━━━━━ EXERCISE INPUTS ━━━━━
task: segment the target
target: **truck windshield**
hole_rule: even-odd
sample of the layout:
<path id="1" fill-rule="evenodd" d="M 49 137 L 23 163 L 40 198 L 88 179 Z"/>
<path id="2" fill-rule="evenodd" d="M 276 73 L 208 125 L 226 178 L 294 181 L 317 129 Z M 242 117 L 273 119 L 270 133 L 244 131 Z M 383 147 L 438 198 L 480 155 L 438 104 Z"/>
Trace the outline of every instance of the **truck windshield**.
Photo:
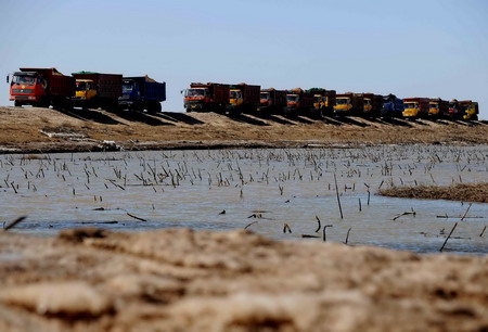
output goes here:
<path id="1" fill-rule="evenodd" d="M 76 91 L 86 91 L 87 82 L 86 81 L 77 81 L 76 82 Z"/>
<path id="2" fill-rule="evenodd" d="M 347 105 L 349 103 L 349 99 L 348 98 L 337 98 L 335 103 L 337 105 Z"/>
<path id="3" fill-rule="evenodd" d="M 132 90 L 133 90 L 133 84 L 131 81 L 125 81 L 123 84 L 123 92 L 124 93 L 132 92 Z"/>
<path id="4" fill-rule="evenodd" d="M 269 100 L 269 92 L 261 92 L 259 99 Z"/>
<path id="5" fill-rule="evenodd" d="M 188 89 L 187 97 L 204 97 L 206 95 L 205 89 Z"/>
<path id="6" fill-rule="evenodd" d="M 418 108 L 419 104 L 418 103 L 404 103 L 404 107 L 406 108 Z"/>
<path id="7" fill-rule="evenodd" d="M 12 81 L 17 85 L 34 85 L 36 82 L 36 77 L 27 75 L 14 75 Z"/>
<path id="8" fill-rule="evenodd" d="M 241 97 L 241 91 L 230 91 L 230 99 L 239 99 Z"/>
━━━━━
### [REQUIREMENT]
Please edit the records above so that "truck windshield" becomes "bus windshield", with every other line unchanged. Leave the pictures out of your answer.

### [RESULT]
task: segment the target
target: **bus windshield**
hole_rule: even-odd
sample of the layout:
<path id="1" fill-rule="evenodd" d="M 49 137 L 23 163 L 40 198 L 88 179 Z"/>
<path id="2" fill-rule="evenodd" d="M 276 73 L 208 125 L 226 178 L 294 181 L 317 129 Z M 242 117 L 273 119 L 270 133 L 244 131 Z M 383 147 L 438 198 L 480 155 L 438 104 Z"/>
Trace the outline of every instance of the **bus windshield**.
Photo:
output goes here:
<path id="1" fill-rule="evenodd" d="M 76 91 L 86 91 L 87 82 L 86 81 L 77 81 L 76 82 Z"/>
<path id="2" fill-rule="evenodd" d="M 347 105 L 349 103 L 349 99 L 348 98 L 337 98 L 335 103 L 337 105 Z"/>
<path id="3" fill-rule="evenodd" d="M 132 90 L 133 90 L 133 84 L 131 81 L 125 81 L 123 84 L 123 92 L 124 93 L 132 92 Z"/>
<path id="4" fill-rule="evenodd" d="M 269 100 L 269 92 L 261 92 L 259 99 Z"/>
<path id="5" fill-rule="evenodd" d="M 188 89 L 187 97 L 204 97 L 206 95 L 205 89 Z"/>
<path id="6" fill-rule="evenodd" d="M 418 108 L 419 104 L 418 103 L 404 103 L 404 107 L 406 108 Z"/>
<path id="7" fill-rule="evenodd" d="M 12 81 L 17 85 L 34 85 L 36 82 L 36 77 L 27 75 L 14 75 Z"/>
<path id="8" fill-rule="evenodd" d="M 241 97 L 241 91 L 230 91 L 230 99 L 239 99 Z"/>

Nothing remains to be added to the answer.